▶ _Consigne_:
Pourriez-vous prolonger l'extrait choisi sur le nouveau roman de Bruno Hébert, en reprenant juste après sa dernière phrase ?

▶ _Extrait choisi_:
════
Alice court avec René : L’école de la vie
Quatre ans après C’est pas moi, je le jure!, ce premier roman qui recevait un accueil exceptionnellement chaleureux et remportait le Prix des libraires 1998 et le Prix France-Québec/Philippe-Roussillon 1998, Bruno Hébert revient à la charge. Il n’en a pas encore fini avec Léon, ce jeune antihéros original, grand amateur de bonbons, un peu cleptomane, un peu délinquant, très précoce en amour.
════
▶ _Section des données_:
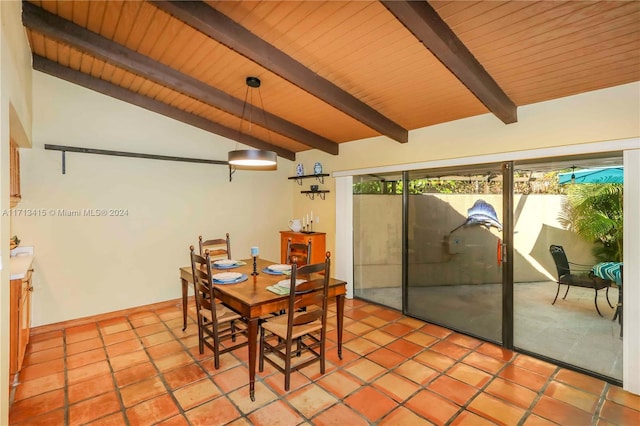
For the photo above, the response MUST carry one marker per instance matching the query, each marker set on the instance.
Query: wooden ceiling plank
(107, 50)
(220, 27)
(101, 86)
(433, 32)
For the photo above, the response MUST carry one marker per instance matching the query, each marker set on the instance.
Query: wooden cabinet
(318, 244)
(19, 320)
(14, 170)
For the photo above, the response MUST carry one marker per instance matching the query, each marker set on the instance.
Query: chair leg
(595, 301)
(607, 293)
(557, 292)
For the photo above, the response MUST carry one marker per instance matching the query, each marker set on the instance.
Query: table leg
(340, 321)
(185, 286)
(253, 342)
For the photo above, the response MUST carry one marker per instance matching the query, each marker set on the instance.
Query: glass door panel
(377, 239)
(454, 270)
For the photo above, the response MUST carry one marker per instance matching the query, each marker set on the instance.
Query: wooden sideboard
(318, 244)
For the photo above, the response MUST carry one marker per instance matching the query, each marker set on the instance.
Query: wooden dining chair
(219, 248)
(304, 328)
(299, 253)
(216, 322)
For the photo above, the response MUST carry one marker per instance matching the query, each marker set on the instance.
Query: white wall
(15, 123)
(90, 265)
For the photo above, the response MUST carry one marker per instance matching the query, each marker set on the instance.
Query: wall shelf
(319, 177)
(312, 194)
════
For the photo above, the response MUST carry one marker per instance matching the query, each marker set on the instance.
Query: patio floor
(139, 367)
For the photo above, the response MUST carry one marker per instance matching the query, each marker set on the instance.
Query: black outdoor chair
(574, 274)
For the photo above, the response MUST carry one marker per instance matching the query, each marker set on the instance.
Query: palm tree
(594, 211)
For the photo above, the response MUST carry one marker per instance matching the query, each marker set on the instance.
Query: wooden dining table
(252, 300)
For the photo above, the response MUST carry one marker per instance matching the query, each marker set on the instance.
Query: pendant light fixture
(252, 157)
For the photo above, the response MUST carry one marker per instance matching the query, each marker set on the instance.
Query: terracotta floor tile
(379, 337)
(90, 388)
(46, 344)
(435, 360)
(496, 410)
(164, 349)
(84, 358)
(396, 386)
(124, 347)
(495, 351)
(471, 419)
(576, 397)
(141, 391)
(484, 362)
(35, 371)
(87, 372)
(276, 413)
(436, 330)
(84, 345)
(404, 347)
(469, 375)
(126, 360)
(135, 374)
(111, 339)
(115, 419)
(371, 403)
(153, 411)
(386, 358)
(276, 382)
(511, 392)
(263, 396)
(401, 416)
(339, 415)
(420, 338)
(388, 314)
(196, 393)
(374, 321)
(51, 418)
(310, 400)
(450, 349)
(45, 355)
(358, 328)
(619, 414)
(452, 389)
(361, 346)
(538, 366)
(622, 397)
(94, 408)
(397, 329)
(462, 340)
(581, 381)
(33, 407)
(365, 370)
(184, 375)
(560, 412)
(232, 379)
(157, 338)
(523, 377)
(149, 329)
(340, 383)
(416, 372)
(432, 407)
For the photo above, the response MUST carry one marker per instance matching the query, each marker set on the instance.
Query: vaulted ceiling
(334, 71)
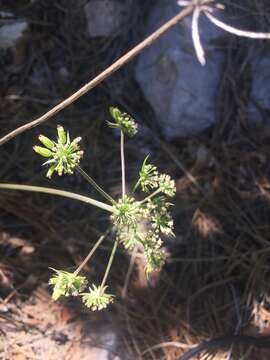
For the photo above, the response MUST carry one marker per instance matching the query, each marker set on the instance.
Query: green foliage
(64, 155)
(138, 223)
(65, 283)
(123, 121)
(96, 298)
════
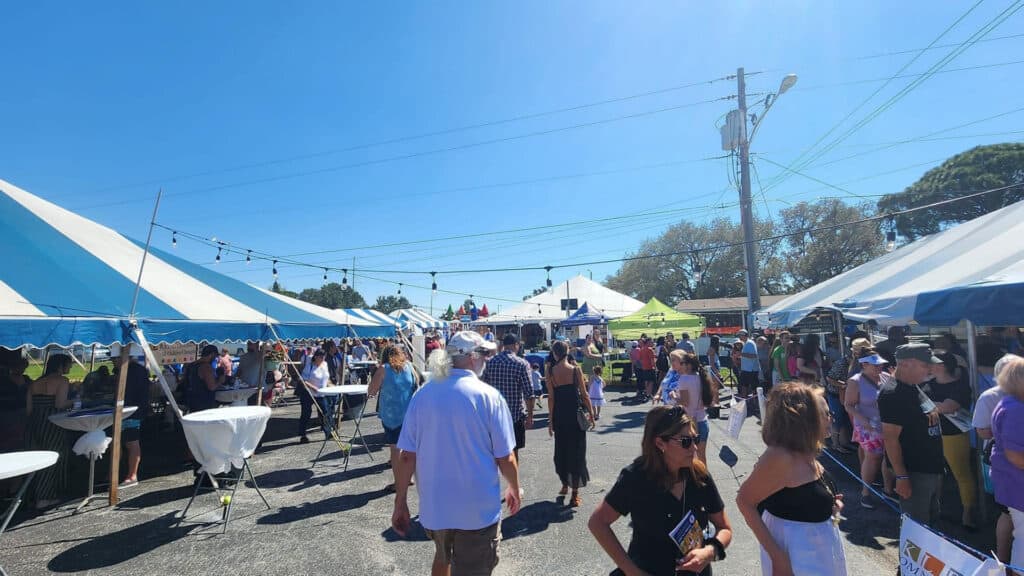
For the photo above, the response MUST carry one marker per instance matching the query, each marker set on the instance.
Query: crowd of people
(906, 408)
════
▶ _Corrigé_:
C’est le 3 septembre 1969, et ça ne va pas très bien dans le monde. La compagnie Ford vient d’annoncer qu’elle abandonnait la fabrication de son modèle Falcon; en Indiana, Rocky Marciano est mort au volant de sa Lincoln; au Viêt Nam, où le nombre de morts a atteint les deux millions, les Américains commencent à songer à lever le camp. "Si jamais ils se tirent de là, il va y avoir un grand vide dans le bulletin télévisé." C’est le 3 septembre 1969, les mauvaises nouvelles sont nombreuses, mais pour Léon Doré, le jeune héros dont nous avions suivi les péripéties de la petite enfance dans C’est pas moi, je le jure! (Boréal, 1997), il y a bien pire en ce jour fatidique. "Aujourd’hui, raconte-t-il, la mort dans l’âme, c’est la rentrée." Et la rentrée, ça signifie pour cet éternel dernier de classe le début d’un calvaire qui va s’étirer pendant dix interminables mois.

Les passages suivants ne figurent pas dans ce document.